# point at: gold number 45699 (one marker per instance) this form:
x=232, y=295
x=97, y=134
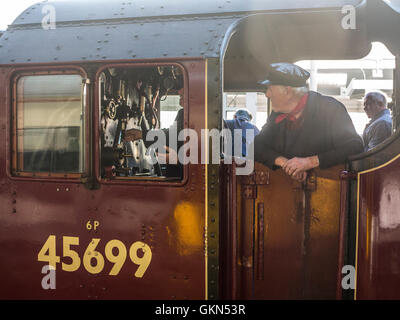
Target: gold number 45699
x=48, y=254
---
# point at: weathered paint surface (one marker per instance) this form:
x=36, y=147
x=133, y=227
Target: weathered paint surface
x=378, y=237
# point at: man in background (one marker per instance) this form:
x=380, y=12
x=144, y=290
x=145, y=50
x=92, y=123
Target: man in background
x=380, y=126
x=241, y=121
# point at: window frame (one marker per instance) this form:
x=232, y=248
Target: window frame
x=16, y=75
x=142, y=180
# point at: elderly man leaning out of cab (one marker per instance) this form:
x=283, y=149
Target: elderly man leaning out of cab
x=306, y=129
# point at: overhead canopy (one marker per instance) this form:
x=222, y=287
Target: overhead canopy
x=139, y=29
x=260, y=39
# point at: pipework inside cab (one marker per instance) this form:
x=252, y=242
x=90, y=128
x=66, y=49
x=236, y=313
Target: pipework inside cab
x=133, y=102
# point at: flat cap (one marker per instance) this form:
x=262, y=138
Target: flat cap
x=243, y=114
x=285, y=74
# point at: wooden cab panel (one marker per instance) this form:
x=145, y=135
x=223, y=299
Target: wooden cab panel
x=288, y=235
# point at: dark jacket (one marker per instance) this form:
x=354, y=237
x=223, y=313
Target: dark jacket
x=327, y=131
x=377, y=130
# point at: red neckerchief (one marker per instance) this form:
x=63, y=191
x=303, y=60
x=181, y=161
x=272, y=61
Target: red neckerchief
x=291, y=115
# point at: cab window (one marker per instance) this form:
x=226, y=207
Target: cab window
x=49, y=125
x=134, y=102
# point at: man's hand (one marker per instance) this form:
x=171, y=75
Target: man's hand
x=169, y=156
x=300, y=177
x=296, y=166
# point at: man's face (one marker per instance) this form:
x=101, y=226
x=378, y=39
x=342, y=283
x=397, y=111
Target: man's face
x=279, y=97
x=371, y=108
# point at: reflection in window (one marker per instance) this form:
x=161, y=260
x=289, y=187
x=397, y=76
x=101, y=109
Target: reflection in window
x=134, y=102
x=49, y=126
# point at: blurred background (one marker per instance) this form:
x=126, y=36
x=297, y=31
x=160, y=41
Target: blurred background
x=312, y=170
--
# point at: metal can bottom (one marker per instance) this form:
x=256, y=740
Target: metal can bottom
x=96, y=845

Assigned task — Using the records above, copy word for word the line with "x=223, y=313", the line with "x=397, y=76", and every line between them.

Answer —
x=223, y=313
Target: dark jacket
x=327, y=131
x=377, y=130
# point at: red neckerchief (one marker per instance) this form:
x=63, y=191
x=303, y=60
x=181, y=161
x=272, y=61
Target: red neckerchief
x=291, y=115
# point at: cab window (one marker per instance) this form:
x=226, y=207
Target: cab window
x=49, y=125
x=134, y=102
# point at: man's hand (one marker per instance) this form:
x=171, y=75
Target: man's hand
x=169, y=156
x=300, y=177
x=296, y=166
# point at: man's face (one marker per instance) this form:
x=101, y=226
x=378, y=39
x=342, y=283
x=397, y=111
Target: man's face
x=279, y=97
x=371, y=108
# point at: reflection in window (one marker per instance) this form:
x=161, y=260
x=289, y=187
x=397, y=76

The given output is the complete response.